▶ [WHAT THE EXERCISE ASKS]:
Rewrite the entries below, switching "Can you spot" to "Can you locate" everywhere and keeping everything else the same. Leave the pictures out.

Location identification entries
##############################
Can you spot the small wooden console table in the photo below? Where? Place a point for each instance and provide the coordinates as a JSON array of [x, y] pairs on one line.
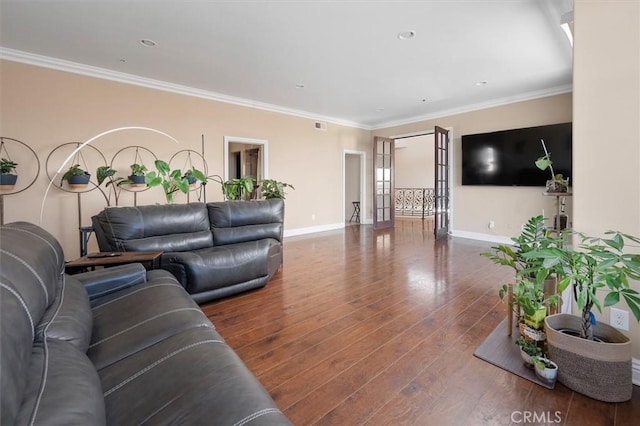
[[151, 260]]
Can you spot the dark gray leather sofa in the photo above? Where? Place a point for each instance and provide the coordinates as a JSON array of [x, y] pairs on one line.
[[114, 346], [214, 250]]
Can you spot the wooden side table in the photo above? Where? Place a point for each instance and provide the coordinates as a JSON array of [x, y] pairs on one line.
[[150, 259]]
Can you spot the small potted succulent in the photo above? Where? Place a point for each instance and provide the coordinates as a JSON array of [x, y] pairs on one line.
[[557, 184], [7, 176], [546, 370], [528, 350], [76, 177], [136, 177]]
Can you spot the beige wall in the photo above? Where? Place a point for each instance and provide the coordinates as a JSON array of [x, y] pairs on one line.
[[45, 108], [508, 207], [606, 128]]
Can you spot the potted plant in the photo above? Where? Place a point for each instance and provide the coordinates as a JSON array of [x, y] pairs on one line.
##############################
▶ [COMPLETED EXERCISE]:
Can you locate the small wooden console table in the photo below? Where? Place a point for each instance and provide the coordinates as a JSON array of [x, y] pairs on one line.
[[151, 260]]
Can you locate the dark gray leather sofa in the photo above? Where? Place a point for each instance and provide the coordinates as a JSON array of [x, y] pairs on one line.
[[114, 346], [214, 250]]
Can you locate the wooden side table in the photo above? Where? Place a point for each instance and provide the coordinates as a JSON array of [x, y] pairs on one line.
[[150, 259]]
Can you locate the small potted succulent in the photo above? Where? Place a point for each instance and provide the coordinates as a JSON array of [x, y] pairs on one line.
[[557, 184], [7, 176], [546, 370], [528, 350], [76, 177], [136, 177]]
Can you locate the beige wall in the photo above? Where? Place a point for each instance and provide the coordinates as a JSON array of [x, y] pairs on one line.
[[45, 108], [508, 207], [606, 128]]
Can you locate the potted plant in the photo above? Where? Place a point for each instance and provide the coordinates as a JSON array of [x, y] pairs on one line.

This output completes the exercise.